# [INSTRUCTIONS]
a: State whether each statement below agrees with the news report, answering yes or no and quoting the deciding words of the news report: (i) Mr Noel Ahern is the Taoiseach's brother. (ii) Mr McDowell claimed 90 per cent of the general population would agree with him. (iii) Mr Ahern said he would approve supervised consumption rooms for addicts.
b: Rewrite the passage of the news report that begins at the words "The Minister for" and stops after "themselves under supervision.", putting "drug users" in place of "heroin addicts".

# [PROVIDED TEXT]
The Minister for Justice, Mr McDowell, today dismissed a call by a fellow minister for clean needles to be given to jailed heroin addicts.
Mr Noel Ahern, who is the minister of state with responsibility for drugs strategy, said in a newspaper interview published this morning he was in favour of needles being given to prisoners to prevent the spread of HIV and Hepatitis C.
Mr Ahern, who is the Taoiseach's brother, also said he would approve specially allocated consumption rooms where addicts could go to inject themselves under supervision.
However, these proposals were dismissed by Mr McDowell, who has ultimate responsibility for prison policy.
"As far as I am concerned, there is no accepted level of drug use in prisons," he said. To condone the use of drugs would "make a nonsense" of the fundamental premise of prison, which is rehabilitation.
"Am I going to say that it is acceptable that there is heroin in prison?" he said. "I can't do that, and I won't do that."
If he were to allow a prisoner to openly use drugs during his sentence, he would be merely releasing a "human time-bomb" back into society once that jail term was served," Mr McDowell said.
He warned the sanctioned use of drugs could also have a corrupting effect on prison officers, as they could find themselves compromised into providing drugs for prisoners.
Mr McDowell said his views were "completely in unity" with prison officers, who believe a policy of tolerance would be a recipe for disaster. He also insisted 98 per cent of the general population would agree with him.
Figures from the National Advisory Committee on Drugs show that upwards of 90 per cent of all intravenous drug users in prisons tested positive for Hepatitis C, which is a potentially fatal liver disease. The research also showed more than half of users shared needles in prison.

[Stored records]
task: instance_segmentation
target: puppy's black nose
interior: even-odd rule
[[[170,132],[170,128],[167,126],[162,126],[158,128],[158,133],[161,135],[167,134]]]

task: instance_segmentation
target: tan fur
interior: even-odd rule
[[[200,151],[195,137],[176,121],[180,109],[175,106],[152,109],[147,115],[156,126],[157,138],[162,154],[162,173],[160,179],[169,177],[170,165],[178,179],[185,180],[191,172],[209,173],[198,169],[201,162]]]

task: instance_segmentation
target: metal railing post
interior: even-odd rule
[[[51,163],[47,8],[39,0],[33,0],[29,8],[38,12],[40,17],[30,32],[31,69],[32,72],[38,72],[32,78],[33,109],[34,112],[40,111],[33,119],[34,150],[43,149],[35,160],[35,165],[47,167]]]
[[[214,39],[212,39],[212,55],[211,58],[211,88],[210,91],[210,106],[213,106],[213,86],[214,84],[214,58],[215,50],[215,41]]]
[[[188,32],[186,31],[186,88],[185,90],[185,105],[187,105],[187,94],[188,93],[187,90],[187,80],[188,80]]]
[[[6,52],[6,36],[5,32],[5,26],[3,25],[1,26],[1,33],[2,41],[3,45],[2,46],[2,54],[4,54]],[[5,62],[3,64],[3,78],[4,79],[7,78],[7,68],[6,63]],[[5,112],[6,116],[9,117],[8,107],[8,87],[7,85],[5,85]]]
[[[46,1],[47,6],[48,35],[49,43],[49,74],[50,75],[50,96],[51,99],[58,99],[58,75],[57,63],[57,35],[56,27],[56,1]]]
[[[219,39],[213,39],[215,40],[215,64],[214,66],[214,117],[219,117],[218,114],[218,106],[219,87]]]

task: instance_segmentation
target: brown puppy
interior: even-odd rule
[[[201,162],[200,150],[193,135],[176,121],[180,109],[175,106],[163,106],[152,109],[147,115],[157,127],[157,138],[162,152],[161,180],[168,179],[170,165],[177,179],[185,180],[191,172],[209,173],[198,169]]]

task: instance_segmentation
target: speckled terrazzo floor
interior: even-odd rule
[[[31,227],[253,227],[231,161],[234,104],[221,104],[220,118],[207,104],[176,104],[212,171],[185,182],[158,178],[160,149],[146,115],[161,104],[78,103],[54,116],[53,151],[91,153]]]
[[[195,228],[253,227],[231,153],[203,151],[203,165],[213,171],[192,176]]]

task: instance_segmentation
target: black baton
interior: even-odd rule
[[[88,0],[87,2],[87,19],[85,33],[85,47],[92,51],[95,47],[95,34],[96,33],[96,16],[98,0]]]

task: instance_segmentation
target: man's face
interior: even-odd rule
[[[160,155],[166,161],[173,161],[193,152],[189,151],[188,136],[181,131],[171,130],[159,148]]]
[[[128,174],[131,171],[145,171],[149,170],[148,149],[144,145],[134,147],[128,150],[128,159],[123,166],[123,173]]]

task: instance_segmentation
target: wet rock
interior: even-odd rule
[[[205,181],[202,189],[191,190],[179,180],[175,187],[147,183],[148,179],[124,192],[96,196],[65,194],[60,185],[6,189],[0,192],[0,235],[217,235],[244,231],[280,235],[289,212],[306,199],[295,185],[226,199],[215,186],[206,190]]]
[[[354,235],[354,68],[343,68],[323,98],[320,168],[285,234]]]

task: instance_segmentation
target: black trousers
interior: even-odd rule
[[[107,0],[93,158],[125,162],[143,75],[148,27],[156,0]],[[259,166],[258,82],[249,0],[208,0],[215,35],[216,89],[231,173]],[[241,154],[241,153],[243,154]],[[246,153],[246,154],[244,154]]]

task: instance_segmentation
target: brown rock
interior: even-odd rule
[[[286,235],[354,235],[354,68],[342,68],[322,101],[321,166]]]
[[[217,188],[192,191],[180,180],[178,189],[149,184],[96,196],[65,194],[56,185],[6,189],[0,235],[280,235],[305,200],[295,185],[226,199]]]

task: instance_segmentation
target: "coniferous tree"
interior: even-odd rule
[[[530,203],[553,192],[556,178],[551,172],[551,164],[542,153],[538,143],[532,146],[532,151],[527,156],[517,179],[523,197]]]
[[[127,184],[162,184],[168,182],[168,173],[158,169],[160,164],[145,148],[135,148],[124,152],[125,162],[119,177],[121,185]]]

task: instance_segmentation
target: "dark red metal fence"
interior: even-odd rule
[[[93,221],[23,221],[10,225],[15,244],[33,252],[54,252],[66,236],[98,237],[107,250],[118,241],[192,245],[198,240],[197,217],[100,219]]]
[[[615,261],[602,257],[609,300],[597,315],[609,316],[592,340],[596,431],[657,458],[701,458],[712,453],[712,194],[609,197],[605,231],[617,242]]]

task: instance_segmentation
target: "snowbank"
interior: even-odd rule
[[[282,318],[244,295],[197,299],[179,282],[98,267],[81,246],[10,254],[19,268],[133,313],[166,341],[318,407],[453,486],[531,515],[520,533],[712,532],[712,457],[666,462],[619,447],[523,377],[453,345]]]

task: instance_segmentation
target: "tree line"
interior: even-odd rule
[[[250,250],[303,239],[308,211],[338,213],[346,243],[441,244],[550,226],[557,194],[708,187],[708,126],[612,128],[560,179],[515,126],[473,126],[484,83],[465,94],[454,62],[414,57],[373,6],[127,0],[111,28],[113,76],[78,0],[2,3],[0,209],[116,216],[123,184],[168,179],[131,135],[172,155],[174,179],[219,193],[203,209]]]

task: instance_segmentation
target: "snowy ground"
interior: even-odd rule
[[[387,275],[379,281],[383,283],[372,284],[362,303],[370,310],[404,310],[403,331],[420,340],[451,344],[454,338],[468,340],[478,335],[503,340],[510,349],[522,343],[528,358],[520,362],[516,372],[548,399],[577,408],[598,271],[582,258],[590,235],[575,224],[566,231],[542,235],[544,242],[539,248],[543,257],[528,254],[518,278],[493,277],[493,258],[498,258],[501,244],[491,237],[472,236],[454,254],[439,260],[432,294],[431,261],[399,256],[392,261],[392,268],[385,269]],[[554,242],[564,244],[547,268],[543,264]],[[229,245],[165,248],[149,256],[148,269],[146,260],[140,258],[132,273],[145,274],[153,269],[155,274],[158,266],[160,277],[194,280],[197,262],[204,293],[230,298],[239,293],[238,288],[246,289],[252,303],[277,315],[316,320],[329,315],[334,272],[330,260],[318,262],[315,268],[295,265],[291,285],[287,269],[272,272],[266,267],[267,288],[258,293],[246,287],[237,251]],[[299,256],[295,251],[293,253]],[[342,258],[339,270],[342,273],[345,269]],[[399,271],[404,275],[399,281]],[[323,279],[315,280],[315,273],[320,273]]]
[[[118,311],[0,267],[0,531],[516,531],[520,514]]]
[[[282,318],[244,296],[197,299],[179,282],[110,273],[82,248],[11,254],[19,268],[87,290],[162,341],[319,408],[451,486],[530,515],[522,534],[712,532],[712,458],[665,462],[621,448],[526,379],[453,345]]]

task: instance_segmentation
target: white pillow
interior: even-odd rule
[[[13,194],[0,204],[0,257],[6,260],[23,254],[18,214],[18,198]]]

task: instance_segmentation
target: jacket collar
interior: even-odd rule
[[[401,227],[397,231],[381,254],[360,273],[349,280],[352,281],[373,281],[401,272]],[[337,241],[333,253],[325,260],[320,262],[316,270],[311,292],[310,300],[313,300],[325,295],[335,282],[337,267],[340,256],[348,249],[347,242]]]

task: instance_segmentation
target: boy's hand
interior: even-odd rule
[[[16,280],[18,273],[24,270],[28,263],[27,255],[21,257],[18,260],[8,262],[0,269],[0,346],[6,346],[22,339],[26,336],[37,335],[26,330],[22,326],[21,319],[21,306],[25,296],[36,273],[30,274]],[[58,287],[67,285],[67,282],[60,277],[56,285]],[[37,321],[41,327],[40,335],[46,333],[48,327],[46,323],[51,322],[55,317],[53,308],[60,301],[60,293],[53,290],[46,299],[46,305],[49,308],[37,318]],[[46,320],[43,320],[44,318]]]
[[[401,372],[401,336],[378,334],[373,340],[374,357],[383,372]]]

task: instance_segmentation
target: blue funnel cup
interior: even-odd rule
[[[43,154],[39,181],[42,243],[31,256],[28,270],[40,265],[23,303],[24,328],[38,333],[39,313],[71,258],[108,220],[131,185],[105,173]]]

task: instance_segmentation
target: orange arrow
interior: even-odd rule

# [YOUR RESPONSES]
a:
(i) Yes: "Mr Ahern, who is the Taoiseach's brother"
(ii) No: "He also insisted 98 per cent of the general population would agree with him."
(iii) Yes: "he would approve specially allocated consumption rooms where addicts could go to inject themselves under supervision"

b:
The Minister for Justice, Mr McDowell, today dismissed a call by a fellow minister for clean needles to be given to jailed drug users.
Mr Noel Ahern, who is the minister of state with responsibility for drugs strategy, said in a newspaper interview published this morning he was in favour of needles being given to prisoners to prevent the spread of HIV and Hepatitis C.
Mr Ahern, who is the Taoiseach's brother, also said he would approve specially allocated consumption rooms where addicts could go to inject themselves under supervision.